What you need to do: Give back exactly the stretch of data below from the line holding "column 29, row 340" through the line holding "column 200, row 294", both ends included, and leave the remaining lines out.

Provided data:
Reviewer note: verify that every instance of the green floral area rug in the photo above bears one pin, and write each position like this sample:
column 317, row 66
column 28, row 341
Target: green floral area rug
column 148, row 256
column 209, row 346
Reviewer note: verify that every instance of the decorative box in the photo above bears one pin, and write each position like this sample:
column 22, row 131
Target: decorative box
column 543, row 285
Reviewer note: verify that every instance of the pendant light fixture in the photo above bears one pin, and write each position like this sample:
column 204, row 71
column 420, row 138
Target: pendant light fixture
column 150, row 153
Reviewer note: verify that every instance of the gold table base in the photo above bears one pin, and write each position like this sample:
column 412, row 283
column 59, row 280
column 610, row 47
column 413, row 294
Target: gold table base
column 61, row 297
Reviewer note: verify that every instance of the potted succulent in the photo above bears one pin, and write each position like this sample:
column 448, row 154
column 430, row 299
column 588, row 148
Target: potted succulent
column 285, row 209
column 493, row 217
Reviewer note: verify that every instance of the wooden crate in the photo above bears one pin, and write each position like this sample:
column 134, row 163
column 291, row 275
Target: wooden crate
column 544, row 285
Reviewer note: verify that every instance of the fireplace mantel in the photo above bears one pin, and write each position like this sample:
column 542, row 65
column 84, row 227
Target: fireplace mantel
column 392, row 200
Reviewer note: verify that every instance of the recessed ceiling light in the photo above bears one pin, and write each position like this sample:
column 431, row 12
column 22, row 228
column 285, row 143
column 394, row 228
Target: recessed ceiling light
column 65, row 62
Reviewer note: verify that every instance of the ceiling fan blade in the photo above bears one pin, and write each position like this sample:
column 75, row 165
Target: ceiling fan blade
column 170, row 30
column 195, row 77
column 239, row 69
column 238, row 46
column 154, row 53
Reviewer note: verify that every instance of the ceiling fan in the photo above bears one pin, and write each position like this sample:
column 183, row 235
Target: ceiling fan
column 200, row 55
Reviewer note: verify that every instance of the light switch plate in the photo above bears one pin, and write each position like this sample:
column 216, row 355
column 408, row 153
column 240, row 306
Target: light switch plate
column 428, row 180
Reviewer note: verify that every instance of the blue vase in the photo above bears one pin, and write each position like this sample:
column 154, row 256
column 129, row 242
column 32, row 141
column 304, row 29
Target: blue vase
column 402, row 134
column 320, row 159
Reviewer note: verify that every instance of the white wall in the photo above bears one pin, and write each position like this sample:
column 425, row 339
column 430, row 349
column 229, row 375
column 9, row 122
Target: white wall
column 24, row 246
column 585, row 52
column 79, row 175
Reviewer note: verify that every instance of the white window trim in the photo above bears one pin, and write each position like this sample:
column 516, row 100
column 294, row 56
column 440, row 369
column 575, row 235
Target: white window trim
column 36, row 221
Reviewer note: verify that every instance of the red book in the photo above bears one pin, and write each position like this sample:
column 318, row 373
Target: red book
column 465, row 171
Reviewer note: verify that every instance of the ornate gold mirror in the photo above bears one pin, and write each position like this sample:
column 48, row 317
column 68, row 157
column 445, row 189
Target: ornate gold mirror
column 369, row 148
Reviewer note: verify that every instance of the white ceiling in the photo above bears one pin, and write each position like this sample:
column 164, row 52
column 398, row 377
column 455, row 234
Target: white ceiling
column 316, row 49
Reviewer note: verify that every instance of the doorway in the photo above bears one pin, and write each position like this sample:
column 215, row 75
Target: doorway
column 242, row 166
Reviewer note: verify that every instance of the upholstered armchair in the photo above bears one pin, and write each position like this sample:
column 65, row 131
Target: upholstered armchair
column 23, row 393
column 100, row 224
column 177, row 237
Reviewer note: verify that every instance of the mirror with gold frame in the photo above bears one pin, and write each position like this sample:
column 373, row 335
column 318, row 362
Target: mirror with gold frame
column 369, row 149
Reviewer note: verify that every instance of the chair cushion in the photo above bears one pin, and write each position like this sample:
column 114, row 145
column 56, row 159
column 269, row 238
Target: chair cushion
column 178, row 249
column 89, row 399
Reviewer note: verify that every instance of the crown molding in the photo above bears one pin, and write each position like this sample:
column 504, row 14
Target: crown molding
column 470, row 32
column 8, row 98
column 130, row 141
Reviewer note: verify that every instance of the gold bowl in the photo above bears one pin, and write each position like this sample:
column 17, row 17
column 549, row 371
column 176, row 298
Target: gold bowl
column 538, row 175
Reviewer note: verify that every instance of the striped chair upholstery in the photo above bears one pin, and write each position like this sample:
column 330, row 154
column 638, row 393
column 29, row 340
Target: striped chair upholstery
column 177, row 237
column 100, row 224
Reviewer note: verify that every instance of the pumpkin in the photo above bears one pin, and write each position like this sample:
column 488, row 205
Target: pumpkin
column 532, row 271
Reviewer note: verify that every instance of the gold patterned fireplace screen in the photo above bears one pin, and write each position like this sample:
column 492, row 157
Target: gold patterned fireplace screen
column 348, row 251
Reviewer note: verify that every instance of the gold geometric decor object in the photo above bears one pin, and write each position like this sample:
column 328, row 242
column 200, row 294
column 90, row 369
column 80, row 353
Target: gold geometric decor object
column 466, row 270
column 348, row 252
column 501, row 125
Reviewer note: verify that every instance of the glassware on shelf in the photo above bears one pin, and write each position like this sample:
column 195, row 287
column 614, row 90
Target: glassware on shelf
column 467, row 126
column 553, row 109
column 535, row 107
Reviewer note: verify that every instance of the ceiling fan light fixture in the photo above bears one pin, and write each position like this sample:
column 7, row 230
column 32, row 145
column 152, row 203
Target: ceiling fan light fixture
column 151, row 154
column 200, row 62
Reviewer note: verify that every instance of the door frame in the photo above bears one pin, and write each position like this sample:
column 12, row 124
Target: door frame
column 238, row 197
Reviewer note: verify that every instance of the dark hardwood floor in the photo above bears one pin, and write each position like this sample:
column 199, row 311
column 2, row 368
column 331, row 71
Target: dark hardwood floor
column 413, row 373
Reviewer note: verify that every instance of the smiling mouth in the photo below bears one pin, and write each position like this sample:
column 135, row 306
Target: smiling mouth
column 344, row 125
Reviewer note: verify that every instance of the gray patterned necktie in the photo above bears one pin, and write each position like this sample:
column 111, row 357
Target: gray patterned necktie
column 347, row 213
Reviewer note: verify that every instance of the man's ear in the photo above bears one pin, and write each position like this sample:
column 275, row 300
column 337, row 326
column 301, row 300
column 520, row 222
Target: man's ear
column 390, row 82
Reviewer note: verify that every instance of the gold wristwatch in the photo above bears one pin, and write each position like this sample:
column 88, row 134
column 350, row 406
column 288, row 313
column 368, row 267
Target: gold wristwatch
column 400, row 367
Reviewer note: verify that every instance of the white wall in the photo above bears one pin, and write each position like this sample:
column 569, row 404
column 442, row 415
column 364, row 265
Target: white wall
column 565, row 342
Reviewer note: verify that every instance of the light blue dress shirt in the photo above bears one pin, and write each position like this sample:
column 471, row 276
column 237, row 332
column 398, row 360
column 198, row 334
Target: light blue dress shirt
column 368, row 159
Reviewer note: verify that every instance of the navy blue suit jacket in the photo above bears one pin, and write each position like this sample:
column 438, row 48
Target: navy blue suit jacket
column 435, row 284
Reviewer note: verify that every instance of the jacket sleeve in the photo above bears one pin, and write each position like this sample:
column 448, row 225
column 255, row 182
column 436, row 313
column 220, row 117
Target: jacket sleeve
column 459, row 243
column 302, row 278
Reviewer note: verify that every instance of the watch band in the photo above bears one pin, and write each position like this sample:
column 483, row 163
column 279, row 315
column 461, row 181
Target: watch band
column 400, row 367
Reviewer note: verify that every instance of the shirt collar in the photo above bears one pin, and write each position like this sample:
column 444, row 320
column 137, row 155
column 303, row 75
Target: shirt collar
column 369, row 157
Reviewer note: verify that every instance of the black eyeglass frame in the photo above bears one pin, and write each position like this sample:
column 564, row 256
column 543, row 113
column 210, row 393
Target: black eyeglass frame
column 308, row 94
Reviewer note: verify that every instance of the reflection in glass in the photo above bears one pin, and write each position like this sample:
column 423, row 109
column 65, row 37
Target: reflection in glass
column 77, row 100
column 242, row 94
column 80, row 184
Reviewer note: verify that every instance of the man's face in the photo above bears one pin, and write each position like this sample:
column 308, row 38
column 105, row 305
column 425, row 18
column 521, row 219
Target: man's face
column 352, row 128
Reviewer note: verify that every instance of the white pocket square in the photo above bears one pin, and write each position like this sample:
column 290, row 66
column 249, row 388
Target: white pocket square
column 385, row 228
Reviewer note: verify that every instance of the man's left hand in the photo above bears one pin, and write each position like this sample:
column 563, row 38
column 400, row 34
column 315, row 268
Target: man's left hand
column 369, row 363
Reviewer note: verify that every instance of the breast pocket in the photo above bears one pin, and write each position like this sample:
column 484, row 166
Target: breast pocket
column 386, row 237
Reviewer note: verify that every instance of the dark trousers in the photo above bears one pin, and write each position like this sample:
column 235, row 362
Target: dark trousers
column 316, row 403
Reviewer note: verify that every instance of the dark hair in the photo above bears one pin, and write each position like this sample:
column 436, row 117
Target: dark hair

Reply to the task:
column 29, row 340
Target: striped chair upholstery
column 177, row 237
column 100, row 224
Reviewer note: verify that every instance of the pumpkin in the photo above bears one pin, and write each position like this sample:
column 488, row 205
Target: pumpkin
column 532, row 271
Reviewer note: verify that every instance of the gold patterned fireplace screen in the photo above bears one pin, and write each position like this sample:
column 492, row 157
Target: gold patterned fireplace screen
column 348, row 251
Reviewer note: verify that every instance of the gold geometric decor object in the photo above bears one pin, and write each position like this sample:
column 328, row 242
column 200, row 294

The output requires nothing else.